● WHAT IS NEEDED
All records are to be retyped faithfully and completely.

● INFORMATION SHOWN
<<<<

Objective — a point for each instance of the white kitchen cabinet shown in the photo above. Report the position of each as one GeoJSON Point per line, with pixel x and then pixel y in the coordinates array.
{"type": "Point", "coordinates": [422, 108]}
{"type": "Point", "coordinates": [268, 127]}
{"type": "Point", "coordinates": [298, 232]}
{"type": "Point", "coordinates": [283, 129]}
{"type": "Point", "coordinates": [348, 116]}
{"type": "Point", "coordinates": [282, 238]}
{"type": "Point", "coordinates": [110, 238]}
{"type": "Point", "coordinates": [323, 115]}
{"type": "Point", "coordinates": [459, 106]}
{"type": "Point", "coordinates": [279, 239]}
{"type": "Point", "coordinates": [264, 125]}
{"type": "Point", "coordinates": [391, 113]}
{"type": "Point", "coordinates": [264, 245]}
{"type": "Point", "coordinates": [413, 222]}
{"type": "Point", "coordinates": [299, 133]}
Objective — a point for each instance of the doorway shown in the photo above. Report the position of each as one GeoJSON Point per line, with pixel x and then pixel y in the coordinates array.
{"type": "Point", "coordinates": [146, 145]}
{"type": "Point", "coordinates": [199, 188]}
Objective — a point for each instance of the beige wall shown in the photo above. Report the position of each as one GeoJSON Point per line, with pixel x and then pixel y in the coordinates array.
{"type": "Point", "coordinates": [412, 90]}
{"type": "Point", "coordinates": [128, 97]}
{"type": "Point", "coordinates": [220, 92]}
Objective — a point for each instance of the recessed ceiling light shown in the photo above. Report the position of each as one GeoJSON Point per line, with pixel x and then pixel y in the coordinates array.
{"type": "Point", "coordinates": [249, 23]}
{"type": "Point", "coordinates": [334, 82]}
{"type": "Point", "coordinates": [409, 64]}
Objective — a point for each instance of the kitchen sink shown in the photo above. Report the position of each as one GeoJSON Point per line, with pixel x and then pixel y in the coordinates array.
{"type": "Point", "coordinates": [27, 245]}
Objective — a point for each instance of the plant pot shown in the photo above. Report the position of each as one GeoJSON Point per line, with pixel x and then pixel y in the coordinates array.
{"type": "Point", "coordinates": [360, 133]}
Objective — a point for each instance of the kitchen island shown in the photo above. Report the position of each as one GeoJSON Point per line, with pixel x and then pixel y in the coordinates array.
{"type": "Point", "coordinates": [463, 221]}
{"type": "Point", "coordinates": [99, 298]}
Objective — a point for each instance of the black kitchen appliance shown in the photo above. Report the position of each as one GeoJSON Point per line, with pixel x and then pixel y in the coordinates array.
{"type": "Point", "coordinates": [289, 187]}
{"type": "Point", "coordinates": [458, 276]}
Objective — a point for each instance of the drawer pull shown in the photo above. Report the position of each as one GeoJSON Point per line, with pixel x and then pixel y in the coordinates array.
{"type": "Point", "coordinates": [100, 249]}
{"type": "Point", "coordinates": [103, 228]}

>>>>

● EXERCISE RESULT
Objective — a point for each instance of the white kitchen cabinet shown in the photo above. Report the position of each as one GeoJSON Point per line, with pixel x and then pixel y in the coordinates array.
{"type": "Point", "coordinates": [422, 108]}
{"type": "Point", "coordinates": [268, 127]}
{"type": "Point", "coordinates": [298, 232]}
{"type": "Point", "coordinates": [283, 129]}
{"type": "Point", "coordinates": [348, 116]}
{"type": "Point", "coordinates": [282, 238]}
{"type": "Point", "coordinates": [110, 238]}
{"type": "Point", "coordinates": [323, 115]}
{"type": "Point", "coordinates": [459, 106]}
{"type": "Point", "coordinates": [279, 239]}
{"type": "Point", "coordinates": [264, 125]}
{"type": "Point", "coordinates": [391, 113]}
{"type": "Point", "coordinates": [264, 245]}
{"type": "Point", "coordinates": [413, 222]}
{"type": "Point", "coordinates": [299, 133]}
Objective — a point for each instance of the doorway shown in the photo above. Report the position of each as one GeoJSON Point per line, with pixel x and then pixel y in the coordinates array.
{"type": "Point", "coordinates": [146, 145]}
{"type": "Point", "coordinates": [199, 188]}
Objective — a point for each instance of the beige wall shown in the photo above. Report the position of each as one GeoJSON Point per line, with pixel x and then pixel y in the coordinates array.
{"type": "Point", "coordinates": [412, 90]}
{"type": "Point", "coordinates": [128, 97]}
{"type": "Point", "coordinates": [220, 92]}
Objective — a point for each instance of the recessed ceiling light shown in the photo above. Report the position of each as one GeoJSON Point per line, with pixel x and then pixel y in the coordinates array.
{"type": "Point", "coordinates": [249, 23]}
{"type": "Point", "coordinates": [334, 82]}
{"type": "Point", "coordinates": [409, 64]}
Objective — a point for each instance of the kitchen sink shown in the photo above. Report the position of each as one GeoJSON Point per line, with pixel x and then pixel y in the coordinates array.
{"type": "Point", "coordinates": [27, 245]}
Objective — a point for each instance of the plant pot shown in the photo above. Report the position of each as one GeoJSON Point per line, with pixel x and then pixel y in the coordinates array.
{"type": "Point", "coordinates": [360, 133]}
Objective — a point for each instance of the kitchen island shown in the photo above. Report the position of each as one GeoJSON Point per line, with pixel x and then pixel y in the coordinates array.
{"type": "Point", "coordinates": [463, 221]}
{"type": "Point", "coordinates": [99, 298]}
Objective — a point for each instance of the black kitchen appliance shown in the photo above. Report the position of each as one GeoJSON Point per line, with pixel x and then pixel y in the coordinates array.
{"type": "Point", "coordinates": [289, 187]}
{"type": "Point", "coordinates": [458, 276]}
Objective — a point for each instance of the drawer pull shown in the photo above. Report the position of each as one GeoJSON Point per line, with pixel x and then pixel y in the coordinates array.
{"type": "Point", "coordinates": [100, 249]}
{"type": "Point", "coordinates": [103, 228]}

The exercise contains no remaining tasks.